* _GIVEN REQUEST_
Reproduce verbatim the passage of the essay on Army training and entrepreneurship from "Growing up I" up to and including "knowledge, and experience.".

* _PAGE TEXT_
_ _ _

Growing up I had always wanted to do two things: Serve my country and own my own business (to be an entrepreneur). Little did I know one day I would end up doing both. What else I did not know is that one helped me do the other. As a young Infantry soldier, I found myself quickly immersed in a world that was foreign to me. All those rules and regulations, inspections, road marches, and camaraderie that my fellow soldiers and I experienced helped make me the person I am today. What I did not know then is that one day I would become the leader of others. It was not by choice but a natural outcome of the training the US Army gave me, what I did on my own, during and after the Army, in gaining the skills, knowledge, and experience.
However, on the path to becoming an entrepreneur there were a few things that started to look familiar as many of the things that I encountered in the Army were popping up. The familiarity of the situations was almost too much to avoid.
Expect the Unexpected
No amount of training can prepare you for the unexpected. However, the US Army does a great job of training its soldiers for just about anything. From a simple engine breakdown of a two and half ton truck to an all-out counter-attack by the enemy, the US Army just about has all the bases covered. That way when the unexpected happens you are prepared. It is kind of like keeping a case of water and a bug out bag in the trunk of your car during hurricane season, you might not need it but when a hurricane strikes, you are ready.

_ _ _

* _STORED DATA_
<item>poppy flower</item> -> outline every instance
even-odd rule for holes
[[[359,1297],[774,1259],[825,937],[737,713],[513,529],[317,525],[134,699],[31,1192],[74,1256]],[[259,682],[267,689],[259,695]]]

_ _ _

* _WRITTEN SOLUTION_
Growing up I had always wanted to do two things: Serve my country and own my own business (to be an entrepreneur). Little did I know one day I would end up doing both. What else I did not know is that one helped me do the other. As a young Infantry soldier, I found myself quickly immersed in a world that was foreign to me. All those rules and regulations, inspections, road marches, and camaraderie that my fellow soldiers and I experienced helped make me the person I am today. What I did not know then is that one day I would become the leader of others. It was not by choice but a natural outcome of the training the US Army gave me, what I did on my own, during and after the Army, in gaining the skills, knowledge, and experience.